• _What the task asks_:
The output should be all lines of the entries below in which the word "countertop" occurs.

• _Data for this exercise_:
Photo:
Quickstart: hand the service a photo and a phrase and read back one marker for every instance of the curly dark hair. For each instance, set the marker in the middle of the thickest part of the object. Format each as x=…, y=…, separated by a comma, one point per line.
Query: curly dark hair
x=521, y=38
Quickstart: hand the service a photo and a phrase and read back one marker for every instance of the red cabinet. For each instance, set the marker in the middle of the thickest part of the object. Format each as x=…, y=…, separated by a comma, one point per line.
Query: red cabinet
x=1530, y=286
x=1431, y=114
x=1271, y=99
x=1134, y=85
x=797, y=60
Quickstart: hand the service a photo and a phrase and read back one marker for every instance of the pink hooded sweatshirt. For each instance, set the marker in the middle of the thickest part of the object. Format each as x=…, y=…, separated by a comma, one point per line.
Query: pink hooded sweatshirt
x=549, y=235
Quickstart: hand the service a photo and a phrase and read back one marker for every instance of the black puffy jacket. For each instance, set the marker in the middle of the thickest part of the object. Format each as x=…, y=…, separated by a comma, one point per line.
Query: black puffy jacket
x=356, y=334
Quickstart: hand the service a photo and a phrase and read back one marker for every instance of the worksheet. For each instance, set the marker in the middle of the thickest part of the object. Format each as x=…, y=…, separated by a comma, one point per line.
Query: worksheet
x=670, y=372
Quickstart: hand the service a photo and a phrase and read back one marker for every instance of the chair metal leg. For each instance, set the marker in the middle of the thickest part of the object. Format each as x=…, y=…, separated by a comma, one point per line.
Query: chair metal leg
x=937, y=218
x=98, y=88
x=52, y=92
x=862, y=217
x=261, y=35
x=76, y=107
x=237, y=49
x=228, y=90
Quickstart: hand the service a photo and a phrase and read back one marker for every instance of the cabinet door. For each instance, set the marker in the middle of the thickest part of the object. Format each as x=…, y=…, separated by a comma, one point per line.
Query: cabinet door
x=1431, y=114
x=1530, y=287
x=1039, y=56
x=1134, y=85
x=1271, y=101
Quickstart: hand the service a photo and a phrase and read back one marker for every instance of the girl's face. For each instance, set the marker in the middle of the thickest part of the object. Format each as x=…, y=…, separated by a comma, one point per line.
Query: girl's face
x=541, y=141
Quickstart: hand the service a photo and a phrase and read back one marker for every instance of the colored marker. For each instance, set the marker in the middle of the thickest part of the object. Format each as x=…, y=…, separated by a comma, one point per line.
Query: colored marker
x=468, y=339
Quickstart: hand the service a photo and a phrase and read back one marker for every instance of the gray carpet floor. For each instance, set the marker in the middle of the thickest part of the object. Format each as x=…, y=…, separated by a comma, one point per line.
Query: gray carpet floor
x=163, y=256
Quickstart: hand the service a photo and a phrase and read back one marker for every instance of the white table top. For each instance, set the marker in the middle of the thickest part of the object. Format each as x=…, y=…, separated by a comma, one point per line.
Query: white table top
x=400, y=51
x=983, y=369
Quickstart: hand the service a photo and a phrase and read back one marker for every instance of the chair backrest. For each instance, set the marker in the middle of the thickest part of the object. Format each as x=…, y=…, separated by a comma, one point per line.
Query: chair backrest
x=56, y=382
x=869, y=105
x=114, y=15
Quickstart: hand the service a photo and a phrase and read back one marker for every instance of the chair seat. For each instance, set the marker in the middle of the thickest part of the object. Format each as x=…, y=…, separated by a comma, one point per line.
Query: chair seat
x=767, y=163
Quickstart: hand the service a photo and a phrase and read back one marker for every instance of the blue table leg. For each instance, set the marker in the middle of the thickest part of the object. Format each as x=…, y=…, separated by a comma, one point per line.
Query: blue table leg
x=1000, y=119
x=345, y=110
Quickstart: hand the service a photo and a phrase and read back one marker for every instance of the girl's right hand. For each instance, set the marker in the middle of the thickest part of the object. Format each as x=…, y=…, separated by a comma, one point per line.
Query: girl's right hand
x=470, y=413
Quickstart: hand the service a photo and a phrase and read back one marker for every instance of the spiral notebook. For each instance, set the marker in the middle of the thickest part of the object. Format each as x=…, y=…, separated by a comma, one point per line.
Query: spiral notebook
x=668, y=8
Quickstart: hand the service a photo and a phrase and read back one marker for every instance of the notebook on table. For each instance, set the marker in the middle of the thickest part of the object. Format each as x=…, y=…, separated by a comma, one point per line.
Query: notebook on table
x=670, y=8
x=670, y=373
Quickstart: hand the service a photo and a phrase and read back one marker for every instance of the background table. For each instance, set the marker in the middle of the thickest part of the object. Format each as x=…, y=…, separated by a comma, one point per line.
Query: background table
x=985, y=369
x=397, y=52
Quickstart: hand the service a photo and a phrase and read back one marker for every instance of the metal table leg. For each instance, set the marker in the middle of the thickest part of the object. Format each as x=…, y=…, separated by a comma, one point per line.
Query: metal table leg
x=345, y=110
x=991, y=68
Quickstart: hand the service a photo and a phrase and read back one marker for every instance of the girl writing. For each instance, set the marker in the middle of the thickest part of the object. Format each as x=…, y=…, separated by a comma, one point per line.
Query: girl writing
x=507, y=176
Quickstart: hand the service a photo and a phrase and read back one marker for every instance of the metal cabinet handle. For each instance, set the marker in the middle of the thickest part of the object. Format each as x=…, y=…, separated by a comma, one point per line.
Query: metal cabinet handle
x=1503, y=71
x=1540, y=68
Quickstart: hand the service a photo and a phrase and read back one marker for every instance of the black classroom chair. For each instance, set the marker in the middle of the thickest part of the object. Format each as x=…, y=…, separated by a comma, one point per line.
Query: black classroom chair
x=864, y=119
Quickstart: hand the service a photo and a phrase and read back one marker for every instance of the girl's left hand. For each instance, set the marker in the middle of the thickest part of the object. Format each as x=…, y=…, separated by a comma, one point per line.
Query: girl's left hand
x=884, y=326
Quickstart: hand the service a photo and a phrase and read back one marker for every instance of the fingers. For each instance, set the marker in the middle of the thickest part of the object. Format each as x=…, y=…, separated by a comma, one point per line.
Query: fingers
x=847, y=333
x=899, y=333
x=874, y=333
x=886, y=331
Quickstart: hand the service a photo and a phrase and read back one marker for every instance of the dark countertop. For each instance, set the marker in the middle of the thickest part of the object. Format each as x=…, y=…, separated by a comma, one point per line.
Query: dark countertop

• _Solution to this task_:
Quickstart: hand the service a photo and a phrase and read back one marker for every instance of the dark countertop. For each instance, set the marker in the middle of the thickest part of the object. Format each as x=…, y=…, separated by a comma, one point per line.
Query: dark countertop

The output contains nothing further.